[Records shown Boundary: Start]

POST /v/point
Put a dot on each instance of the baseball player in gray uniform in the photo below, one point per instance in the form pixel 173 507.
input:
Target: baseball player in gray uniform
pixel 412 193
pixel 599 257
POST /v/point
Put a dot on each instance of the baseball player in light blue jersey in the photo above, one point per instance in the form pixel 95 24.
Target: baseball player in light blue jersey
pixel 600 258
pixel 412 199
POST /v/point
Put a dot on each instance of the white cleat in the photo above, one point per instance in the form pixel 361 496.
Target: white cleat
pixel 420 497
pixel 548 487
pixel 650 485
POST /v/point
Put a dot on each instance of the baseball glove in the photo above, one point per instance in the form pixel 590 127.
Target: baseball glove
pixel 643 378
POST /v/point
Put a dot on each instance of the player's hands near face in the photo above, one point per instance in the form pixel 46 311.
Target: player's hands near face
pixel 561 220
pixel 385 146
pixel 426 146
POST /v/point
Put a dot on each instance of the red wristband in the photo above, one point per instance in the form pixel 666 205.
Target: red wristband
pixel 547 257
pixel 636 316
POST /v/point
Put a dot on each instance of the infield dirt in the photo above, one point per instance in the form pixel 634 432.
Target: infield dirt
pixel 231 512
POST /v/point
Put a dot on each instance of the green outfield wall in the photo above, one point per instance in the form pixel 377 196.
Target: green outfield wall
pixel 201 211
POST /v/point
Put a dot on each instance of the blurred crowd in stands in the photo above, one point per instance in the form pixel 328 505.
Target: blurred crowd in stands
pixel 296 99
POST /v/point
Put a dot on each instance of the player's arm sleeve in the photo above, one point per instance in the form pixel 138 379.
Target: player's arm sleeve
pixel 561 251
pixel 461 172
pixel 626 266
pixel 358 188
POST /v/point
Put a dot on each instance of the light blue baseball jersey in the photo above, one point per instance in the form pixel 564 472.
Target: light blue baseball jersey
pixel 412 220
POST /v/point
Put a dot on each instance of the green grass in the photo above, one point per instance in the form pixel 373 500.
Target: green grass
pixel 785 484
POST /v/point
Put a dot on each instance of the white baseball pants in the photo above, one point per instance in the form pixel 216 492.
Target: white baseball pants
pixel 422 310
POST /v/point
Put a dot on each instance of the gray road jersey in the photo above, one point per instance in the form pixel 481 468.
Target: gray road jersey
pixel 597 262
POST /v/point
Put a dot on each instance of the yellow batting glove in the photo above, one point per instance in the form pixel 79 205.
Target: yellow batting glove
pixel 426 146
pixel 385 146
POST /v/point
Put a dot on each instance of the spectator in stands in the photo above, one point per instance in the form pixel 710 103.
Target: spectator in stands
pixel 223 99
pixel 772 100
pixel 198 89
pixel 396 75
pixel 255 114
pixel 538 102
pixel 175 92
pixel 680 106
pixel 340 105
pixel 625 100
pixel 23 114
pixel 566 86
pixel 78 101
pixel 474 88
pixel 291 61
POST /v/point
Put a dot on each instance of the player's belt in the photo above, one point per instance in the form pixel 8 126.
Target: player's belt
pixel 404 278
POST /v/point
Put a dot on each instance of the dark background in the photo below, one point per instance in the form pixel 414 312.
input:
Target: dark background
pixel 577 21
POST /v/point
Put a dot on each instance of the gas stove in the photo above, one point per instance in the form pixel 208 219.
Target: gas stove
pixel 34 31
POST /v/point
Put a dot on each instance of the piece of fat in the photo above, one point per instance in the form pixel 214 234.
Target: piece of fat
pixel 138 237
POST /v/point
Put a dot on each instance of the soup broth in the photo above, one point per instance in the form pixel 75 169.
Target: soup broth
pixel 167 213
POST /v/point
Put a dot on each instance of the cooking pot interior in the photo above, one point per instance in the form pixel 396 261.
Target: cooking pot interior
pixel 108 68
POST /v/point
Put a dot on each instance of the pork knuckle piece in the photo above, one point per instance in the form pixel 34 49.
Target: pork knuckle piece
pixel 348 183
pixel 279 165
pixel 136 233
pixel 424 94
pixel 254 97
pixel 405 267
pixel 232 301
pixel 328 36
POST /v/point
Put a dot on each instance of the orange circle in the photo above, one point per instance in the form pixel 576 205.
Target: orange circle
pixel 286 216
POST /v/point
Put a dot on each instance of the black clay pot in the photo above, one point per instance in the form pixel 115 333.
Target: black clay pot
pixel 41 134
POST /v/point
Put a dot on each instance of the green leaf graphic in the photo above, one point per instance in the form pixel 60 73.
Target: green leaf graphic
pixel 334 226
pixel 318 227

[Records shown Boundary: End]

■ Exercise aim
If a line in the entries above contains the word "below", count it, and give only the final number.

■ Response to this exercise
2